What the task requires.
According to the passage about the Broly film, how much did the film gross worldwide?

Quoted passage.

Set after the events of the "Universe Survival" saga, the film follows Goku and Vegeta as they encounter a powerful Saiyan named Broly. The film also chronicles the history of the Saiyans and the background story of these three Saiyans with different destinies connected to the turbulent period of their race, and later culminating in a massive battle between them.

Broly represents the first appearance of a reworked iteration of Broly in the main Dragon Ball continuity, following the initial version's appearances in the films Broly – The Legendary Super Saiyan (1993), Broly – Second Coming (1994), and Bio-Broly (1994). The film was well-received by critics especially for its animation, fight sequences and Shintani's art style, which was deemed an improvement over the franchise's usual art style drawn by Tadayoshi Yamamuro, coming along with the 3D key animations handled by roub. The film was a box office success, grossing over $124 million worldwide and becoming the highest-grossing Dragon Ball film ever. It also became the highest-grossing anime film of 2018, the fourth highest-grossing anime in the United States and Canada, and the sixteenth highest-grossing anime film of all time.

This was the final Dragon Ball film co-distributed by 20th Century Fox; following the acquisition of 21st Century Fox by Disney on March 20, 2019, the studio no longer distributes films from the franchise due to the dissolution "20th Century Fox Japan", which was absorbed by The Walt Disney Company in September 2020 and replaced by Crunchyroll and Sony Pictures Releasing.

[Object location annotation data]

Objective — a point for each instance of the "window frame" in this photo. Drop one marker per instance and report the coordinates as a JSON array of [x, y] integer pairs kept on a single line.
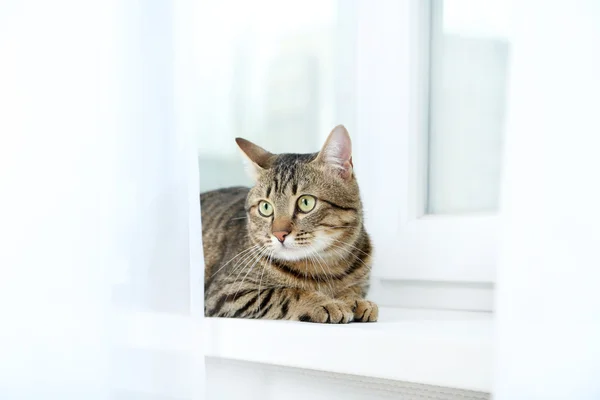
[[392, 85]]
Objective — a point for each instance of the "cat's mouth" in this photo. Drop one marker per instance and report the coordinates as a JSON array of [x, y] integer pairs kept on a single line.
[[291, 250]]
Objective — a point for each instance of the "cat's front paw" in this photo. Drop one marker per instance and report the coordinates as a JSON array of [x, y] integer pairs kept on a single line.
[[332, 312], [365, 311]]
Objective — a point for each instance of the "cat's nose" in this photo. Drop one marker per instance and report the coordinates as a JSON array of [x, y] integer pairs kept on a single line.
[[280, 235]]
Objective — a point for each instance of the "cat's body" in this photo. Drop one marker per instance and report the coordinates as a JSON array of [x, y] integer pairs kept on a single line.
[[293, 246]]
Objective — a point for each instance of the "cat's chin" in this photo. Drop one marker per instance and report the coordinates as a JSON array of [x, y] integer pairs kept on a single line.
[[290, 254]]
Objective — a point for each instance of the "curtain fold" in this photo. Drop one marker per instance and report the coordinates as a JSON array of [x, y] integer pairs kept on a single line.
[[101, 254]]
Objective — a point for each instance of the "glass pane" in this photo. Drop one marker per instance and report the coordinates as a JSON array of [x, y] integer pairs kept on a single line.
[[277, 81], [469, 55]]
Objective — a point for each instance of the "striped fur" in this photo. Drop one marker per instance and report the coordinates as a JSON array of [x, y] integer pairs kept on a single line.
[[319, 274]]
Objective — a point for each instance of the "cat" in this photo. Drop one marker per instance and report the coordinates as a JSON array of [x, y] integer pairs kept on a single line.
[[294, 246]]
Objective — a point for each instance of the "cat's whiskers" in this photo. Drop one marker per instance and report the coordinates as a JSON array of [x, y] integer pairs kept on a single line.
[[256, 259], [350, 245], [327, 278], [261, 276], [247, 260], [234, 257], [348, 251]]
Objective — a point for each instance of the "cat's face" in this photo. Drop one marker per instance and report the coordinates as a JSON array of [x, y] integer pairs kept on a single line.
[[304, 206]]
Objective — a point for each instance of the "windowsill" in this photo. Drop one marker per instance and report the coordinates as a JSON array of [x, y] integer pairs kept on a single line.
[[443, 348]]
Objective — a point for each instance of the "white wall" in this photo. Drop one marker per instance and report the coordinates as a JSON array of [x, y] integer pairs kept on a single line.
[[548, 302]]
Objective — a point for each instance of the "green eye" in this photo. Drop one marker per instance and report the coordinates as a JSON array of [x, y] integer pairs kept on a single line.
[[306, 203], [265, 208]]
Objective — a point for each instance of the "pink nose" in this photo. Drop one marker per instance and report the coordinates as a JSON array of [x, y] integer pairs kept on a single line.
[[280, 235]]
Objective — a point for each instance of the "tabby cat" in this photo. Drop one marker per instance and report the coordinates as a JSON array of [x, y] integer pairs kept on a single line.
[[292, 247]]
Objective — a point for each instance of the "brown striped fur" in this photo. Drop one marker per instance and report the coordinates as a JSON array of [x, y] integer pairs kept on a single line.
[[321, 271]]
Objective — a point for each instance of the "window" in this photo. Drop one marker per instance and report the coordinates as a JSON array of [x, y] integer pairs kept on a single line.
[[420, 87], [280, 82]]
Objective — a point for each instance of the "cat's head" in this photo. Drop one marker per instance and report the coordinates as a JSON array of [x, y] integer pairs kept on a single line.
[[303, 206]]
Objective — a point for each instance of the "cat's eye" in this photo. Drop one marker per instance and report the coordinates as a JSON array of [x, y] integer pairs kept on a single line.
[[265, 208], [306, 203]]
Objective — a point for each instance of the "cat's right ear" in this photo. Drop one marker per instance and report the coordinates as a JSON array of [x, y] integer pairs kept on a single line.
[[256, 158]]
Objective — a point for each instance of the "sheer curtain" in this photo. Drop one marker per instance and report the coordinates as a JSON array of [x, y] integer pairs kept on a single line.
[[547, 303], [100, 243]]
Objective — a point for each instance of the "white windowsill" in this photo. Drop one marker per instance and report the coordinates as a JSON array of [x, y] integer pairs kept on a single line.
[[444, 348]]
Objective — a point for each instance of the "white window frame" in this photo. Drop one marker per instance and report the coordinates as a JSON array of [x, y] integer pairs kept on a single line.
[[392, 130]]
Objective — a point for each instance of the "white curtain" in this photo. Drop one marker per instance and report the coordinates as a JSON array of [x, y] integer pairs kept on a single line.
[[548, 302], [100, 243]]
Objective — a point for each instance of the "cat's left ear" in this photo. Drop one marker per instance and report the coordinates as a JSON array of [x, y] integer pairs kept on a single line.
[[337, 152]]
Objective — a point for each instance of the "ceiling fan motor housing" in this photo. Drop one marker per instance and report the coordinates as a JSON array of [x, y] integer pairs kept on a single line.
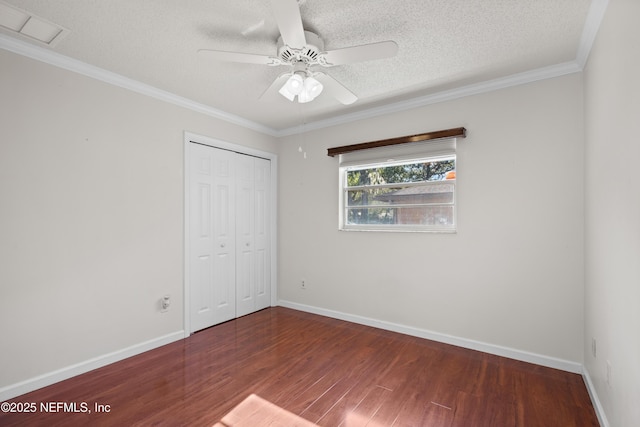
[[308, 54]]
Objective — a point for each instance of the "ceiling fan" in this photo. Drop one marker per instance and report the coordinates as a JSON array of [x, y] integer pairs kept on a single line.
[[300, 49]]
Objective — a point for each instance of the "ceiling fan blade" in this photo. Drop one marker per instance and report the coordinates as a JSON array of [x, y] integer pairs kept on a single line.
[[334, 88], [289, 21], [247, 58], [277, 84], [367, 52]]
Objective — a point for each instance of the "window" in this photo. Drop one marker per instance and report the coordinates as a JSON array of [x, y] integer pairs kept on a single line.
[[403, 188], [411, 195]]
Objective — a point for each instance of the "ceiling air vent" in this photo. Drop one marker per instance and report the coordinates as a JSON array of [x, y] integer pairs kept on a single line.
[[26, 24]]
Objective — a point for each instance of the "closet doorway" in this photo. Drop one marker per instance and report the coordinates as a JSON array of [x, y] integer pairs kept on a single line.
[[229, 231]]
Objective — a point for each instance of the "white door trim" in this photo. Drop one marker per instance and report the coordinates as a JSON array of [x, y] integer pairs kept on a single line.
[[190, 137]]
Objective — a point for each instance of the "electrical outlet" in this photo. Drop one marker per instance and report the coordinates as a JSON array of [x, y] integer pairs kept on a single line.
[[165, 303]]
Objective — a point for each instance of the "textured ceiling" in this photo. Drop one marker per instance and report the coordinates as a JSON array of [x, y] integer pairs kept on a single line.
[[443, 44]]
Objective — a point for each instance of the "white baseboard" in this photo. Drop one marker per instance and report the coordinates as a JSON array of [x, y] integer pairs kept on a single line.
[[538, 359], [597, 405], [14, 390]]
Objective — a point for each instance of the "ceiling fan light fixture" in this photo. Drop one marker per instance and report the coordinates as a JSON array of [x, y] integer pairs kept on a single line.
[[306, 88], [312, 87], [284, 91], [295, 84]]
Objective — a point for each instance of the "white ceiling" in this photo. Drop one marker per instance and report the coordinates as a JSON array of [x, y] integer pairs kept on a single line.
[[443, 45]]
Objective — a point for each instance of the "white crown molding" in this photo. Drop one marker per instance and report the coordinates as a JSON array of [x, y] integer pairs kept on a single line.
[[438, 97], [590, 30], [524, 356], [53, 58], [591, 27]]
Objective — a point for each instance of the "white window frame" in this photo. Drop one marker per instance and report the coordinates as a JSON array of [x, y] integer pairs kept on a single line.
[[389, 156]]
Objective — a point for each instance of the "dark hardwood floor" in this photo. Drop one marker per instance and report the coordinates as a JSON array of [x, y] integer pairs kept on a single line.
[[330, 372]]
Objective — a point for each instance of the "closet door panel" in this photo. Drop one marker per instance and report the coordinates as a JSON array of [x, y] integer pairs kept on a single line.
[[262, 235], [245, 262]]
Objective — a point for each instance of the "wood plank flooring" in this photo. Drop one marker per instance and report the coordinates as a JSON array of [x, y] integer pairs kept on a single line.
[[330, 372]]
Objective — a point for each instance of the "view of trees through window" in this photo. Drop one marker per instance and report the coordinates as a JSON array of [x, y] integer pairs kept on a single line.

Solution to this exercise.
Over $124 million.